→ **Work item**: Which lines below hold the word "target"? Report each one.

→ **Input**:
::::
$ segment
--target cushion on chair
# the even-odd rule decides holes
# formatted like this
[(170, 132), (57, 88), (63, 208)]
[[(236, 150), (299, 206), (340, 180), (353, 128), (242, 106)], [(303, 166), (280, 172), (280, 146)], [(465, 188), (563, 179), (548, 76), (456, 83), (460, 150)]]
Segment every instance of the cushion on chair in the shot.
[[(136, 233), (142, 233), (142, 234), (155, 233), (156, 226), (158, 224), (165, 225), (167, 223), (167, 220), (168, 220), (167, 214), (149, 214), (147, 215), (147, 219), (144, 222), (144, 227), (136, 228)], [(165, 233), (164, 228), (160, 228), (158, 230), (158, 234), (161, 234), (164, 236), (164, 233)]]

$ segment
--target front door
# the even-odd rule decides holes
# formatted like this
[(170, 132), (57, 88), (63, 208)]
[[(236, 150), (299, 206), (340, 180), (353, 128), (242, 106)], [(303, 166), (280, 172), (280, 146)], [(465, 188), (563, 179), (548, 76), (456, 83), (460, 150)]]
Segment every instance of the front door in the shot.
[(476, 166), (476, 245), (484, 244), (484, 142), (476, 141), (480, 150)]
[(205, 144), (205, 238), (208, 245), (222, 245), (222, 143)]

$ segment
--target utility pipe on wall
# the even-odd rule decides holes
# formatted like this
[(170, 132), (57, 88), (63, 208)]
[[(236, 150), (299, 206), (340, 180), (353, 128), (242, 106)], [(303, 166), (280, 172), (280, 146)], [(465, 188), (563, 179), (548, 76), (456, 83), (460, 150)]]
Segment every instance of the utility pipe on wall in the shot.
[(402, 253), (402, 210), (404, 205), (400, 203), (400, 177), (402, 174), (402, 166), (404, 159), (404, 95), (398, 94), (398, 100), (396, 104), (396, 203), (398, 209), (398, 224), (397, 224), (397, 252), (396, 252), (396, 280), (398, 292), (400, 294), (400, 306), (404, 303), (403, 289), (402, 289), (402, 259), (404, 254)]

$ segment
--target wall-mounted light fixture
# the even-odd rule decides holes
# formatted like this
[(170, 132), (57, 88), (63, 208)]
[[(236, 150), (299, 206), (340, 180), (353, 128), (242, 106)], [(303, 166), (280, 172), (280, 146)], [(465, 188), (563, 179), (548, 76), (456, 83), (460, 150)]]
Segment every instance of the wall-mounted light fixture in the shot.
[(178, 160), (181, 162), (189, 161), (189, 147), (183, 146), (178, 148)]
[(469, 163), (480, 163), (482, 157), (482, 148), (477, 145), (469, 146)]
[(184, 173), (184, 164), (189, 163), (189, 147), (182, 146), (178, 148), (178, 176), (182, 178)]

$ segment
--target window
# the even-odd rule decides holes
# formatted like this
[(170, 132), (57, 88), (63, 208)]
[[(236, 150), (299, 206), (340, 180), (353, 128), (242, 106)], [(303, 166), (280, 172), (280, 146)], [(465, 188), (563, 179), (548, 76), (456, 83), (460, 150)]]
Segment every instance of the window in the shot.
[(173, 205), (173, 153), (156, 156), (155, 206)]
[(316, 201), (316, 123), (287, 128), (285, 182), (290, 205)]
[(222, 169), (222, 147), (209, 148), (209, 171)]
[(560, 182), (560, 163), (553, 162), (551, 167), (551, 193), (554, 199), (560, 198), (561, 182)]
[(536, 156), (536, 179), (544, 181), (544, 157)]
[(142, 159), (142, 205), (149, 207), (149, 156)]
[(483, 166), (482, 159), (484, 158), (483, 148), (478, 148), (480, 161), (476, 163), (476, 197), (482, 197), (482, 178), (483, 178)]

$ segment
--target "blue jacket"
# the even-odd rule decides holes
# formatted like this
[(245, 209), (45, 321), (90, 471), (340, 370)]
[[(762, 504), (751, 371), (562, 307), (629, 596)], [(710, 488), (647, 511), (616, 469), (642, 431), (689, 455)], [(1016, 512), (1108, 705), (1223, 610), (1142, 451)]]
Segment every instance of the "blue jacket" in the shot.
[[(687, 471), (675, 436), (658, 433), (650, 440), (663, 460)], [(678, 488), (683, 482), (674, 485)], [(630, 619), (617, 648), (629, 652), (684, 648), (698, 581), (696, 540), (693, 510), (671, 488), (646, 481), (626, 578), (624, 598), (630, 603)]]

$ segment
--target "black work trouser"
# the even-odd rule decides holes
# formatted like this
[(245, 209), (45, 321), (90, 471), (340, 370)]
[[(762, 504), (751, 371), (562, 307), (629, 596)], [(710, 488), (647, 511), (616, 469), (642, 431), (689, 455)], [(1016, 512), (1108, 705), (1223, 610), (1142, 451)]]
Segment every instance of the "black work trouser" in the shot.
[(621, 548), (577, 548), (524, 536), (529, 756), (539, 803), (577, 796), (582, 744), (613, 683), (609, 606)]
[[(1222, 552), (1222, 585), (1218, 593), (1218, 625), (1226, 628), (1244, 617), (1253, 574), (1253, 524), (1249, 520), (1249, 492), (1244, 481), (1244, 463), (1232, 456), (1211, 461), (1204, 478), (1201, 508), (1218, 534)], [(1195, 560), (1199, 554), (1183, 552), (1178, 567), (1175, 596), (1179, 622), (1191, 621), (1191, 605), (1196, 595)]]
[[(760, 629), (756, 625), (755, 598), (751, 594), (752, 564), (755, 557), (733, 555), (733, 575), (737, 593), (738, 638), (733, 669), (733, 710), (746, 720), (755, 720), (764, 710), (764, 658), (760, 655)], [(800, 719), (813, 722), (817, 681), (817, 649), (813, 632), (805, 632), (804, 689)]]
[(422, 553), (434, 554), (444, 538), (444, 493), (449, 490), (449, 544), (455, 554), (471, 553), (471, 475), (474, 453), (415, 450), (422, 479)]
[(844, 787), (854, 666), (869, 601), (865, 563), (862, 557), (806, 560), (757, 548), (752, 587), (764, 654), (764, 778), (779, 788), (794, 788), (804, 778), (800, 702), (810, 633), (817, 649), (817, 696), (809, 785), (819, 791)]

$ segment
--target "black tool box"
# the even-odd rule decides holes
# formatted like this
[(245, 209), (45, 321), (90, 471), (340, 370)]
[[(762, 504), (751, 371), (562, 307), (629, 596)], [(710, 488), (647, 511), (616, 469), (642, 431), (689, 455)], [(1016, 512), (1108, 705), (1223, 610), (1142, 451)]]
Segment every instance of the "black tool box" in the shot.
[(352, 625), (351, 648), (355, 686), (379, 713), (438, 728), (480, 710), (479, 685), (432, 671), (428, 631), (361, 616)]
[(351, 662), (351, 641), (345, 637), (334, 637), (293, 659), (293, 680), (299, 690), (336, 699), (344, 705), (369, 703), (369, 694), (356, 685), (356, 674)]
::::
→ **Response**:
--target cushion on chair
--target front door
--target utility pipe on wall
--target wall-mounted light fixture
--target window
--target "blue jacket"
--target "black work trouser"
--target "black tool box"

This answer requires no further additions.